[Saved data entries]
[Start of Attachment]

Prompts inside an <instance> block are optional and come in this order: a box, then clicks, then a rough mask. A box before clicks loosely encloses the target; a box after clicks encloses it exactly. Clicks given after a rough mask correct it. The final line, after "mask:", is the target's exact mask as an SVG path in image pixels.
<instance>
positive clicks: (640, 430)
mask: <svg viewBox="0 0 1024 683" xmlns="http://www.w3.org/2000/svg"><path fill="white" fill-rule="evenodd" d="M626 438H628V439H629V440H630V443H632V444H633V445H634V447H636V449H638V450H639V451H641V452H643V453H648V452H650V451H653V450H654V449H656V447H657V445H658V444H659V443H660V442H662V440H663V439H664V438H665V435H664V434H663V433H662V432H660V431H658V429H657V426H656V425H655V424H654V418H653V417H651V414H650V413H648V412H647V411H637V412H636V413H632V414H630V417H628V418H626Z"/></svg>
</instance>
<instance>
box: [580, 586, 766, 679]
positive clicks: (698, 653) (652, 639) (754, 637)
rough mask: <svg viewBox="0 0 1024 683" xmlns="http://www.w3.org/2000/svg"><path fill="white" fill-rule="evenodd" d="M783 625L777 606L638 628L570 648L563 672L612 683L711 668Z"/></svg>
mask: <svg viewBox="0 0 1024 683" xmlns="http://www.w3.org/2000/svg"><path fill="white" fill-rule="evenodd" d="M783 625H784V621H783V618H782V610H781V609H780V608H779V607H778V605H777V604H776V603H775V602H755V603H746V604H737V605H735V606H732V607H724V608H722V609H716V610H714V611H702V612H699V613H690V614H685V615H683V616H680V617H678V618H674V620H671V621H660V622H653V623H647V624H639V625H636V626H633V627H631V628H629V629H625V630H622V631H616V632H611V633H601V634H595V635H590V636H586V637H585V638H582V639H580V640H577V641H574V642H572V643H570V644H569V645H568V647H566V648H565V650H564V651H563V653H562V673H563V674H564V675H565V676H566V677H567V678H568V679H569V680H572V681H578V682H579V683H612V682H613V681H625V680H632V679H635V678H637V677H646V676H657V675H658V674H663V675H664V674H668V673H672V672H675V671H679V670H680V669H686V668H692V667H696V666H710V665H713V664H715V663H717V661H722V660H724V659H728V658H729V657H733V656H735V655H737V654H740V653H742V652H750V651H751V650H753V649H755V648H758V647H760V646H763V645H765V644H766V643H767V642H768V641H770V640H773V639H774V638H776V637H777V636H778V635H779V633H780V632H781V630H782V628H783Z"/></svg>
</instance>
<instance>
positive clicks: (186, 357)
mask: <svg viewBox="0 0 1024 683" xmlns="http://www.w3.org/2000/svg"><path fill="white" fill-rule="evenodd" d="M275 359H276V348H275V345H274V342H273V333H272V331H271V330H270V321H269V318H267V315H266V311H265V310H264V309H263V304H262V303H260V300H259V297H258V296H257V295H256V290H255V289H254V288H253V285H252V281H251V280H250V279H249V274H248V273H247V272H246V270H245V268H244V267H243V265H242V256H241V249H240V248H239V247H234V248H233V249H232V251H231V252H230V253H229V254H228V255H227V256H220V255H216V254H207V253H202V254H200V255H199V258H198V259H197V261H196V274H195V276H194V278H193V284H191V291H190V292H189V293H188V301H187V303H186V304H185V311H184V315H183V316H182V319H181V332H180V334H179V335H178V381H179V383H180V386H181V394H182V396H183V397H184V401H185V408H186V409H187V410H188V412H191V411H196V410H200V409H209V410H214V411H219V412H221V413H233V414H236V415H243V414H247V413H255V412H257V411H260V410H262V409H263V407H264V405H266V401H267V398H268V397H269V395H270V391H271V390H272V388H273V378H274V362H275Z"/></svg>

[End of Attachment]

**Request**
Please swap "box" for "rectangle" in the lines running from the very first one through the line containing "positive clicks: (640, 430)", and leave everything else unchanged.

**Output for this exercise**
Prompts inside an <instance> block are optional and come in this order: a rectangle, then clicks, then a rough mask. A rectangle before clicks loosely encloses the target; a rectangle after clicks encloses it exactly. Clicks given after a rough mask correct it. The final line, after "mask:", is the target's exact mask as an SVG path in image pixels.
<instance>
positive clicks: (640, 430)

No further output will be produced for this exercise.